--- Start TEXT EXCERPT ---
And one of the gals that worked for me had been a mom at 14 or 15.
She was having me set aside $50 every paycheck, which was a significant, they paid twice a month, and it was a significant portion.
And she said she wanted to save it so she could send her daughter to Catholic school so she wouldn't turn out like she did.
And I was like, whoa, that was a light bulb moment.
Here I was.
I had been incredibly liberal in college.
Definitely public schools are the best.
The government can solve all problems, blah, blah, blah.
I say I was an uneducated liberal because I just didn't do the research.
I didn't think about it.
I just believed whatever I heard.
And it was in the day of Reagan was evil, America was terrible, whatever.
But that one moment, seeing this young gal who was struggling, she knew what she did set her up for not an easy life.
And I thought, wow, I had options for school because my parents moved to a good school district.
But these kids are stuck in the inner cities, and they're not.
And I think the most un-American part of America is our public school system in the inner cities.
These kids have a bad rap, they're born in the wrong zip code, and no school will help them get out of that with the current system as it is.
--- End TEXT EXCERPT ---
## WHAT TO WORK ON
Answer these from the story about the employee saving for school, above:
(a) How much did the employee have set aside from each paycheck?
(b) What kind of school did she want to send her daughter to?
(c) Why did the speaker have options for school?
--- Start PROVIDED INFORMATION ---
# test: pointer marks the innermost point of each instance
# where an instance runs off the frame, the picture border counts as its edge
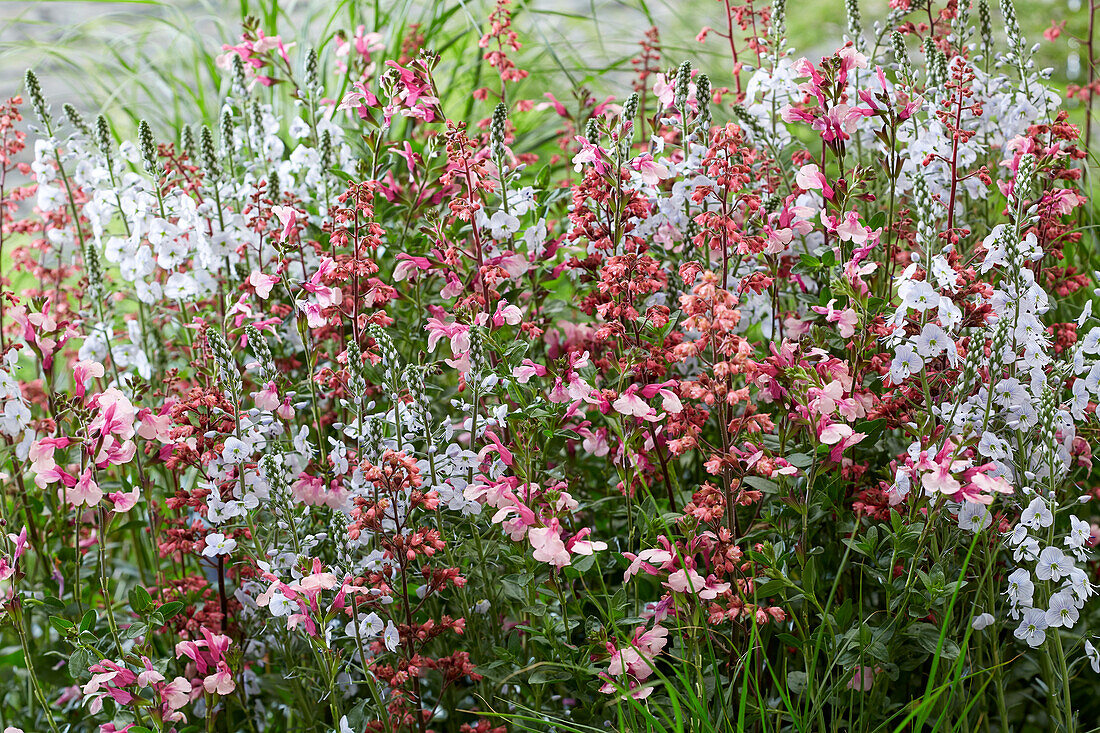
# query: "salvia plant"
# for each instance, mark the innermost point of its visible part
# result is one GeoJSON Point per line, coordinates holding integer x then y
{"type": "Point", "coordinates": [759, 396]}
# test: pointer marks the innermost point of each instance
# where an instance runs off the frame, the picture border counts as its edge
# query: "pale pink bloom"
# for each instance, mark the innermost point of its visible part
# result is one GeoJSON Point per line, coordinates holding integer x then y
{"type": "Point", "coordinates": [124, 502]}
{"type": "Point", "coordinates": [176, 693]}
{"type": "Point", "coordinates": [651, 172]}
{"type": "Point", "coordinates": [266, 398]}
{"type": "Point", "coordinates": [289, 219]}
{"type": "Point", "coordinates": [645, 560]}
{"type": "Point", "coordinates": [850, 230]}
{"type": "Point", "coordinates": [810, 177]}
{"type": "Point", "coordinates": [846, 319]}
{"type": "Point", "coordinates": [83, 373]}
{"type": "Point", "coordinates": [548, 546]}
{"type": "Point", "coordinates": [221, 681]}
{"type": "Point", "coordinates": [629, 403]}
{"type": "Point", "coordinates": [154, 426]}
{"type": "Point", "coordinates": [527, 370]}
{"type": "Point", "coordinates": [685, 580]}
{"type": "Point", "coordinates": [409, 265]}
{"type": "Point", "coordinates": [86, 491]}
{"type": "Point", "coordinates": [116, 414]}
{"type": "Point", "coordinates": [262, 283]}
{"type": "Point", "coordinates": [834, 433]}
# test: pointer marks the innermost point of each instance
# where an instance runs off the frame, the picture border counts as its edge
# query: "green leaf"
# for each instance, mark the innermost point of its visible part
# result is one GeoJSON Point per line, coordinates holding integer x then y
{"type": "Point", "coordinates": [79, 662]}
{"type": "Point", "coordinates": [63, 625]}
{"type": "Point", "coordinates": [140, 600]}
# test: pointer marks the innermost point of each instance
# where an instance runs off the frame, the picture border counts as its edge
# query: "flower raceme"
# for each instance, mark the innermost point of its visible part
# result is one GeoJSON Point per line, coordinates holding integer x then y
{"type": "Point", "coordinates": [374, 408]}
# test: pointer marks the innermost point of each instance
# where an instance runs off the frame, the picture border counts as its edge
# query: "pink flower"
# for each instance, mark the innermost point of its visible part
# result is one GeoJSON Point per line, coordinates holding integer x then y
{"type": "Point", "coordinates": [409, 265]}
{"type": "Point", "coordinates": [176, 693]}
{"type": "Point", "coordinates": [527, 370]}
{"type": "Point", "coordinates": [548, 546]}
{"type": "Point", "coordinates": [266, 398]}
{"type": "Point", "coordinates": [846, 319]}
{"type": "Point", "coordinates": [86, 491]}
{"type": "Point", "coordinates": [810, 177]}
{"type": "Point", "coordinates": [263, 283]}
{"type": "Point", "coordinates": [124, 502]}
{"type": "Point", "coordinates": [629, 403]}
{"type": "Point", "coordinates": [221, 681]}
{"type": "Point", "coordinates": [652, 172]}
{"type": "Point", "coordinates": [83, 373]}
{"type": "Point", "coordinates": [288, 217]}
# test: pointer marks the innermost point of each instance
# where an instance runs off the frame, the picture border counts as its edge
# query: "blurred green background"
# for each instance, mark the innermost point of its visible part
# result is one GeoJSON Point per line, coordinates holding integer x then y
{"type": "Point", "coordinates": [154, 58]}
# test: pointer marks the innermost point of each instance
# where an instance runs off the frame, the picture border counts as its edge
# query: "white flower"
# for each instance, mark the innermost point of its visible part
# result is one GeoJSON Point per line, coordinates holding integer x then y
--- End PROVIDED INFORMATION ---
## TASK RESPONSE
(a) $50
(b) Catholic school
(c) The speaker's parents moved to a good school district.